● WORK TO BE COMPLETED
Rewrite the records below, replacing "gets one dot" with "is marked with one point" each time it occurs and keeping everything else the same. Leave the pictures out of your version.
▬▬▬
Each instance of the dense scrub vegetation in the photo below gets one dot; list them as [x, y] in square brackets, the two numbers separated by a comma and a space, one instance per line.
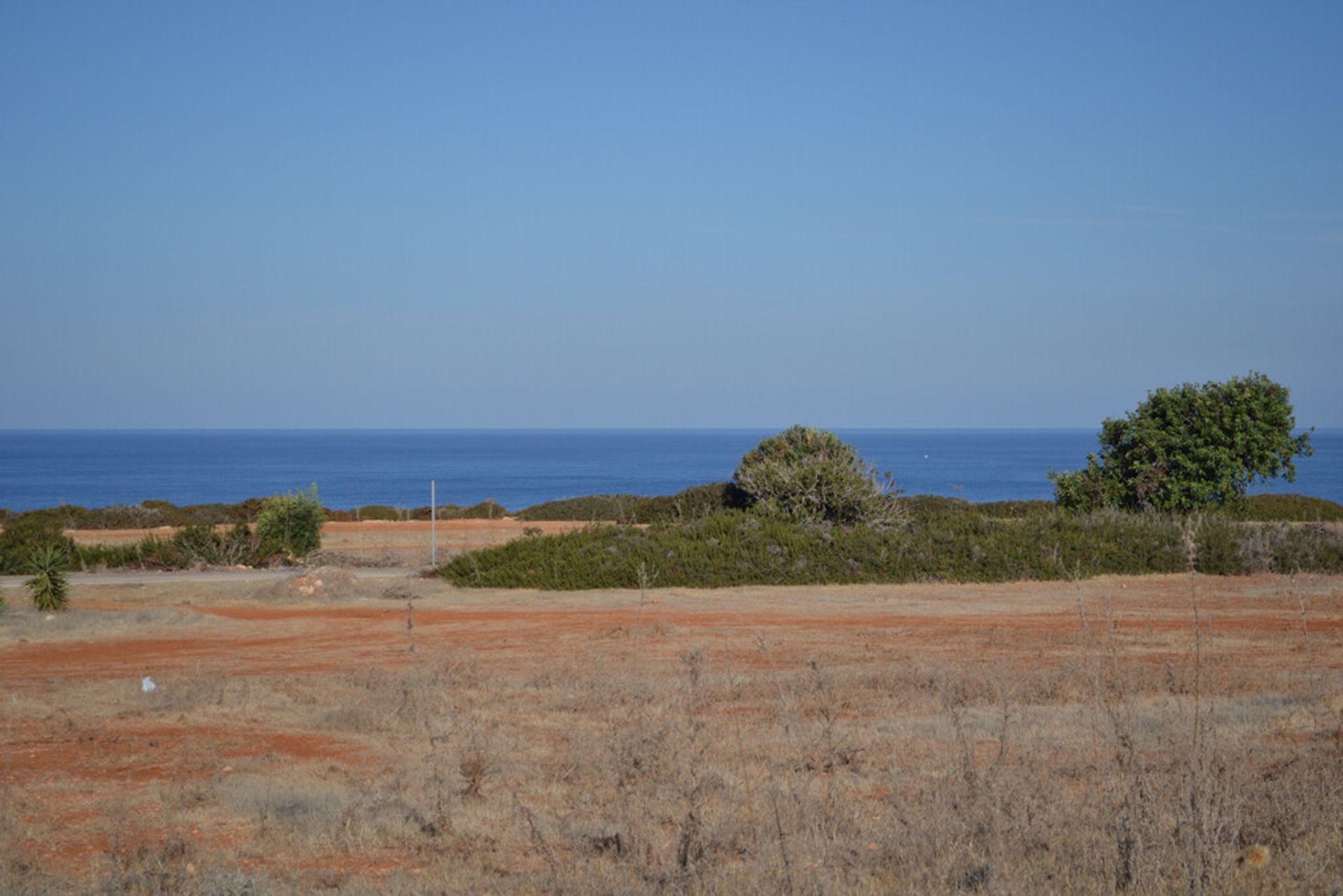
[947, 544]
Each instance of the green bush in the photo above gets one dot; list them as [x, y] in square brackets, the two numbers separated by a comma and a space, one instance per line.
[944, 544]
[630, 509]
[1272, 508]
[811, 476]
[1188, 448]
[292, 524]
[48, 586]
[24, 535]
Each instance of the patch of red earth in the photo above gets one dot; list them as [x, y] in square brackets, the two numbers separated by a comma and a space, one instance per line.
[140, 754]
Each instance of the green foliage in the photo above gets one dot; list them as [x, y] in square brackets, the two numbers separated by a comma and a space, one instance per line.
[48, 586]
[292, 524]
[1270, 508]
[811, 476]
[24, 535]
[689, 504]
[1188, 448]
[944, 544]
[488, 509]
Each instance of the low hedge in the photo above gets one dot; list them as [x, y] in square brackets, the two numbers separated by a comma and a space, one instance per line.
[743, 547]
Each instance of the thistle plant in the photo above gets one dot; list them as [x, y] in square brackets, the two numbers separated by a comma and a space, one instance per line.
[48, 586]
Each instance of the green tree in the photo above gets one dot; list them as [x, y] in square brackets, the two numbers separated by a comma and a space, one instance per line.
[292, 524]
[813, 476]
[1191, 446]
[48, 586]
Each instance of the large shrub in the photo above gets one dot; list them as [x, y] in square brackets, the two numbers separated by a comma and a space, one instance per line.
[292, 524]
[26, 535]
[1188, 448]
[811, 476]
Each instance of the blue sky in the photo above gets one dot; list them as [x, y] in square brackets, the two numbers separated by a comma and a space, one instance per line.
[641, 215]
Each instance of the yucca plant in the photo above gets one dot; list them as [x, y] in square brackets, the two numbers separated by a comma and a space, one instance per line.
[48, 586]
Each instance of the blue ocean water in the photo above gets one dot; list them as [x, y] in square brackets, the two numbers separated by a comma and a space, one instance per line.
[520, 468]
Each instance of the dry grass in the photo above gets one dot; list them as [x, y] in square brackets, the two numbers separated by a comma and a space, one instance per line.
[1139, 738]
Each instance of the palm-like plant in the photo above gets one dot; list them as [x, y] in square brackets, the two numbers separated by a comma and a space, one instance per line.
[48, 586]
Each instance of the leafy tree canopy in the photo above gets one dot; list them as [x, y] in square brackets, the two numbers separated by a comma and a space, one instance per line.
[814, 477]
[1191, 446]
[292, 524]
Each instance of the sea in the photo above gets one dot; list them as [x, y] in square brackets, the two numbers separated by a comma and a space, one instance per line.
[521, 468]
▬▬▬
● SOLUTION
Each instance of the dense scrub vegetation in the photo below is marked with one point; list them as [x, y] in square brackets, the two numbers separated by a comma and a space, one instance per line.
[947, 544]
Each instance of the green bush in the photo above is marked with one point; list them as [x, y] in square brackets, the two numbers separated by a comma and a space, one instance per line.
[944, 544]
[630, 509]
[1272, 508]
[811, 476]
[1188, 448]
[292, 524]
[48, 586]
[24, 535]
Each instance of the patch of red earth in the photo above is marked with one point; list them as [x, y] in square brackets, the two numbers separated by a comma and a space, one instance per line.
[140, 754]
Each instance of the green foliage in the photo above is marked with one point; list them as [x, y] in square brackets, the two numbers separated by a comma and a space, one instance per line.
[48, 586]
[292, 524]
[1270, 508]
[811, 476]
[24, 535]
[689, 504]
[1188, 448]
[944, 544]
[488, 509]
Each instance of the low hedge in the photo above is marked with one point; list them as [x, y] in square brackets, the two numbers separated by a comma and a space, one instance per line.
[743, 547]
Each instance of the thistle plant in the photo above is marked with one point; list them as [x, y] in square brackets, the two numbers separated by a comma and a space, one instance per line.
[48, 586]
Each instance of the green tree in the photo above is marked with one point; list them as [x, y] in square brackets, the two numbers separated by a comma and a space, one instance per line.
[292, 524]
[813, 476]
[1191, 446]
[48, 586]
Each instance of the large shrub in the photo above is marked with one point; list them as [x, y] in square brackets, the two numbers separated by a comma and a space, one instance per line.
[292, 524]
[26, 535]
[1188, 448]
[811, 476]
Each instance of the blue sky in the photo above is marked with one point; list them as [x, y] in square brackets, the two numbers separated by a comma and a space, one instance per line.
[641, 215]
Each instance of the yucca plant in the photo above is marked with one point; list them as [x, y] in square brackets, the two numbers separated by a comma and a space, one instance per line.
[48, 586]
Each instance of the blue ocean water in the photo above is marked with one point; list them as [x, y] in square brackets, the two numbers separated by a comma and a space, one instance per line.
[520, 468]
Each instance of the dry grass in the photo above is marked with one point; list them as [x, y] in square brackets, the two numbers separated by a comma and a space, one instance per line.
[1139, 738]
Each instance of the palm-like plant in the photo above is marked with one point; list them as [x, y] in square brackets, the two numbers separated by a comma and a space, one instance per line.
[48, 586]
Each instance of the leafy tree canopy in the photo above is marked with one point; list them as [x, y] in square brackets, the two numbers separated by a comma and a space, one instance per line.
[814, 477]
[1191, 446]
[292, 524]
Each instance of the sea in the photo above is marked with one point; list them as [x, y] in square brackets, the two numbers separated by a comma and a space, one instance per line.
[521, 468]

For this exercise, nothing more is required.